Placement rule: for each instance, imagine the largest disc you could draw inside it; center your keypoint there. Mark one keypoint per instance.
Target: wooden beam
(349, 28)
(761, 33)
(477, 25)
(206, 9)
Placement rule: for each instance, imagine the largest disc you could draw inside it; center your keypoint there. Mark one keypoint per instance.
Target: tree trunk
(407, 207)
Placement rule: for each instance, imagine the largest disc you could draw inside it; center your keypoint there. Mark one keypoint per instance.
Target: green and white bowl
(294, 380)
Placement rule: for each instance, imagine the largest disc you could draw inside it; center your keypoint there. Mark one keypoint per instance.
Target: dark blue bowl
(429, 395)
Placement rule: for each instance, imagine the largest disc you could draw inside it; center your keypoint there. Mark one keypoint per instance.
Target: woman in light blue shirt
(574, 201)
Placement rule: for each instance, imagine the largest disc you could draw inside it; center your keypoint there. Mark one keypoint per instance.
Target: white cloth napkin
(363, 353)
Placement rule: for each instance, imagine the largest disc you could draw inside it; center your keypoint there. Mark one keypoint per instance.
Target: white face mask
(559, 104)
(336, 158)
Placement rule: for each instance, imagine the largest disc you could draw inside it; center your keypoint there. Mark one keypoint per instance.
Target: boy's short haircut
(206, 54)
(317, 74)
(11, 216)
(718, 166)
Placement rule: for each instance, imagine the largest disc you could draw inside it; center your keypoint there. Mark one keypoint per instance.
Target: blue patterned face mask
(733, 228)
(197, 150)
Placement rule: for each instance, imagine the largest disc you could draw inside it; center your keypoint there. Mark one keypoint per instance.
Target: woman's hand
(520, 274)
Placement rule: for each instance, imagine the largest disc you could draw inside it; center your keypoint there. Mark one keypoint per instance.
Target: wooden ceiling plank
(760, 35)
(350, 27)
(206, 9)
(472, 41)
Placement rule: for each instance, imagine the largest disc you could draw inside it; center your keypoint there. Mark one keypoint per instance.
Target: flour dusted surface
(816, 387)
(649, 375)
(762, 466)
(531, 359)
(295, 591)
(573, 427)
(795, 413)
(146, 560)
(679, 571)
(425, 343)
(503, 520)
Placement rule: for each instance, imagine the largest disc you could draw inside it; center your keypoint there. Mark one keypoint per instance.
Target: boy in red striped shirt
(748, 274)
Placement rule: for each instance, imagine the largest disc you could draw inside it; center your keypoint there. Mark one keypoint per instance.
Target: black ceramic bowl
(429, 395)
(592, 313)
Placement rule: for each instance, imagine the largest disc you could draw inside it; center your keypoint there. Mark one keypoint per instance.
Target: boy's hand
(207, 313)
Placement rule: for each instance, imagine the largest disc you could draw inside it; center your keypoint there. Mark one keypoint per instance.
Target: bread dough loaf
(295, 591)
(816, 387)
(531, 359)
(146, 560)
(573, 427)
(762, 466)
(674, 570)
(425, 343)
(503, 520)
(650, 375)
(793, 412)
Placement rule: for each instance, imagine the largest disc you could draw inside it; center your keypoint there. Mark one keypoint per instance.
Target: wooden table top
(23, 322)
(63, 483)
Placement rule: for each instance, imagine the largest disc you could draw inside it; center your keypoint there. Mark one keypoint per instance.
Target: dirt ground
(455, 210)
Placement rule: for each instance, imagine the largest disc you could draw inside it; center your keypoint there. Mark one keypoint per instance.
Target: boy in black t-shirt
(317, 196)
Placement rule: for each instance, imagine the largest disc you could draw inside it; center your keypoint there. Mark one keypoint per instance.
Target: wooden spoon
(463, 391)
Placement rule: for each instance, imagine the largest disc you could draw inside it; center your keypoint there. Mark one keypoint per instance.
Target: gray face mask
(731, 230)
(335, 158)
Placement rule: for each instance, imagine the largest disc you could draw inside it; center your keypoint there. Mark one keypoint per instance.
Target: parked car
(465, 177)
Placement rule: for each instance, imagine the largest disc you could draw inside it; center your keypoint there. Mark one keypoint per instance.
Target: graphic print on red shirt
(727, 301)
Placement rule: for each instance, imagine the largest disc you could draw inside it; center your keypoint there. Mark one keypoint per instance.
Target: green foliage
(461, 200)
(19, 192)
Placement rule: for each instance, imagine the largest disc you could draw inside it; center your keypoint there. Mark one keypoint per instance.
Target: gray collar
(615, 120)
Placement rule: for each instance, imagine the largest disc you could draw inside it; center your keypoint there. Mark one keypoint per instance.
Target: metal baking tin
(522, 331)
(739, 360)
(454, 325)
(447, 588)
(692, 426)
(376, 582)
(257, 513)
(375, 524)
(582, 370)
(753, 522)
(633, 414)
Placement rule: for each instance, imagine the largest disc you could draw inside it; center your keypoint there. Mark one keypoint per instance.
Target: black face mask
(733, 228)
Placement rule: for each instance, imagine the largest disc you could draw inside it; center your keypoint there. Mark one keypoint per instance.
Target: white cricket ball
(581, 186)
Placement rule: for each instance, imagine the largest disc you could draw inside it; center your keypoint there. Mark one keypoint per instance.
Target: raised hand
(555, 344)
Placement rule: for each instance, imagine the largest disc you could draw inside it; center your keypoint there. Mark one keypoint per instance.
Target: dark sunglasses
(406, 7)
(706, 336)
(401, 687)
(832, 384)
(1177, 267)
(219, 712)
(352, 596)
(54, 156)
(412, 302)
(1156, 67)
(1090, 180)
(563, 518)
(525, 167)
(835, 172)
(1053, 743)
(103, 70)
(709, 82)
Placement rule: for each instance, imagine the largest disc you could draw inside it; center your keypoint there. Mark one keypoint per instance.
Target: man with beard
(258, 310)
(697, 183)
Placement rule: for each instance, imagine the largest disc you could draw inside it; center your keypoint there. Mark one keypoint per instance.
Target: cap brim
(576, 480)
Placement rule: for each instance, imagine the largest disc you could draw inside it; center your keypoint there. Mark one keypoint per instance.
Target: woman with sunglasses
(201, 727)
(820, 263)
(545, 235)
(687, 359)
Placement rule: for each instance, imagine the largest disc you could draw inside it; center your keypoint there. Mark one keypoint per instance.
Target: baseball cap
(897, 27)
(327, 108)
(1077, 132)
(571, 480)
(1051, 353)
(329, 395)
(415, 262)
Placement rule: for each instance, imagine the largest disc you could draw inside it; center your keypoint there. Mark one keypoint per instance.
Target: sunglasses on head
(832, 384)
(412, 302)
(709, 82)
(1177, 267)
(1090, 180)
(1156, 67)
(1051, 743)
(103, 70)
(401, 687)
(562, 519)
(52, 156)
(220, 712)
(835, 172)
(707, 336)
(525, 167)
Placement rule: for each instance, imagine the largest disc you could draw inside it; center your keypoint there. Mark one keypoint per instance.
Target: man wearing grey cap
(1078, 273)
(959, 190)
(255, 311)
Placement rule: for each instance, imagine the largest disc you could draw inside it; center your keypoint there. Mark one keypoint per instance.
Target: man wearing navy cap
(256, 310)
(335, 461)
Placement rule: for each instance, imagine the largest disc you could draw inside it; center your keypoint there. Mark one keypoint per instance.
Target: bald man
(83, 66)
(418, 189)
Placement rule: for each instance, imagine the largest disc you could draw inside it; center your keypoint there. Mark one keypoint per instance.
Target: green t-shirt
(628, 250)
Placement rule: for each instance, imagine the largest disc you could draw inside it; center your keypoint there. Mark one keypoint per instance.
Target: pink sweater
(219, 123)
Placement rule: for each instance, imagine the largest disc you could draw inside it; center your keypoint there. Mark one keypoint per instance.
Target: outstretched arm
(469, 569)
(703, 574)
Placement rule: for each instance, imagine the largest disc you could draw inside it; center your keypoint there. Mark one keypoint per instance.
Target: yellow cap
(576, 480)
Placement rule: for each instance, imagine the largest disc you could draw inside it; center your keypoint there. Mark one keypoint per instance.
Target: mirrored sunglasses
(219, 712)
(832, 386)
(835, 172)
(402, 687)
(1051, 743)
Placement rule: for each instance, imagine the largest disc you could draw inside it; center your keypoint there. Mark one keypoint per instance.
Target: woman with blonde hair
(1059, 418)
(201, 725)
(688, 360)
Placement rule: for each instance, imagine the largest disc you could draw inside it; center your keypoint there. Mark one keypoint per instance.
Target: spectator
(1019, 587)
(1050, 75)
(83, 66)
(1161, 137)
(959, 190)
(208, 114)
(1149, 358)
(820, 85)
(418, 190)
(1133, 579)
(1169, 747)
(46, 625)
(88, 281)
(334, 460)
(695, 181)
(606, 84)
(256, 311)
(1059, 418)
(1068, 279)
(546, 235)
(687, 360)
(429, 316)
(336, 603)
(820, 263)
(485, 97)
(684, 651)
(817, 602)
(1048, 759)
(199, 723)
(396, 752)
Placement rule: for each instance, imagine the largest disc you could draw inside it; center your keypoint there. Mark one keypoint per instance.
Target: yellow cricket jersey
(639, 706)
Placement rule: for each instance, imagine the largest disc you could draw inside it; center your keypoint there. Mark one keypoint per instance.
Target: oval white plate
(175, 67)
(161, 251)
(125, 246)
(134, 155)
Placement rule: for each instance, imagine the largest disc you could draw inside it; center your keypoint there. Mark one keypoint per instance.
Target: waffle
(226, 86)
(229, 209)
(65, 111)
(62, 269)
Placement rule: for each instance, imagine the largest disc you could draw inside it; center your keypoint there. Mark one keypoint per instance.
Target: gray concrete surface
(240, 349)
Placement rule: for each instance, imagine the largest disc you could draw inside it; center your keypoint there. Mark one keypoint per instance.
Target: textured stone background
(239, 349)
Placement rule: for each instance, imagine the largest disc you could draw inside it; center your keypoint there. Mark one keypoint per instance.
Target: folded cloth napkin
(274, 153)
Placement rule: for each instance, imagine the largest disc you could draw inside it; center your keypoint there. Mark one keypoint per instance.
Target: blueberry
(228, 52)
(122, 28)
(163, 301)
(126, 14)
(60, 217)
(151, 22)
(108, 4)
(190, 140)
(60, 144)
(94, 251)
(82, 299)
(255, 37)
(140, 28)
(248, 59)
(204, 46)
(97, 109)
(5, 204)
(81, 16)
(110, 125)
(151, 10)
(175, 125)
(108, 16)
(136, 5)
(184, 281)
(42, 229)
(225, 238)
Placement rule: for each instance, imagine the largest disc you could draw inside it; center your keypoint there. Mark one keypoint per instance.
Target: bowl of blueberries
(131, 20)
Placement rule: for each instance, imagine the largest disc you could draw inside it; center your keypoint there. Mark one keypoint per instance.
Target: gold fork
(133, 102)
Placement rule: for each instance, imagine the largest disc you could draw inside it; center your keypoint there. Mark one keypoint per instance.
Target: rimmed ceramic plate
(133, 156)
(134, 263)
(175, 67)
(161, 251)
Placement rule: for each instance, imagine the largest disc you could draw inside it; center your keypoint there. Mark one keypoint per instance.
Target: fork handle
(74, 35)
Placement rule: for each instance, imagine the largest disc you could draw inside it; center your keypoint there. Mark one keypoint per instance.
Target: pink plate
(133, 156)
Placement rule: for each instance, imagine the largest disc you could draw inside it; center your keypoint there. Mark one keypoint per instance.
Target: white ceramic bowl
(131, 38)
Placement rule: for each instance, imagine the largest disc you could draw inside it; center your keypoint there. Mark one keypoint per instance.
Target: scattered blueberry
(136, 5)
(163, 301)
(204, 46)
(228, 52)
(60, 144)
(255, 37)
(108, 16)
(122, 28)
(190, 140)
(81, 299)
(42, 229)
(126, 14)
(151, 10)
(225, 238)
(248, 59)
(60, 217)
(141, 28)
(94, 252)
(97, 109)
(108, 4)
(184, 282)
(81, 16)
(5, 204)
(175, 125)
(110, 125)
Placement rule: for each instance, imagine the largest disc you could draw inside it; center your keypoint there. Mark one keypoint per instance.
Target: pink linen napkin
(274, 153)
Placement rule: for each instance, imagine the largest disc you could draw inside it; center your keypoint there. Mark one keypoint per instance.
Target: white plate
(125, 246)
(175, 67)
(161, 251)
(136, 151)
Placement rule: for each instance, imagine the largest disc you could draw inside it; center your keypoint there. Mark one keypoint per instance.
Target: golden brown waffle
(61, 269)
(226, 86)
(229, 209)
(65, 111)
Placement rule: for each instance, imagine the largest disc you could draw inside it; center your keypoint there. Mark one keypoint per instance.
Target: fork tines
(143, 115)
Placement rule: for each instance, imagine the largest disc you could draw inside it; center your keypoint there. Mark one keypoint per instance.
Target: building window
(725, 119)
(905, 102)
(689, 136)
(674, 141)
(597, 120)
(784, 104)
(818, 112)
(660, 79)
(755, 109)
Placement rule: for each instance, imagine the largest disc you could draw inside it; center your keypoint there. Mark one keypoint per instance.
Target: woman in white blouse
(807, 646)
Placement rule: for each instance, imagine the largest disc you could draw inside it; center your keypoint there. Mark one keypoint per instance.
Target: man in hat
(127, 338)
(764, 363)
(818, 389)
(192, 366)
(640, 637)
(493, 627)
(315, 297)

Your instructions:
Display each line of the listing above that contains the word "pink".

Reply to the task:
Target: pink sweater
Target: pink plate
Target: pink linen napkin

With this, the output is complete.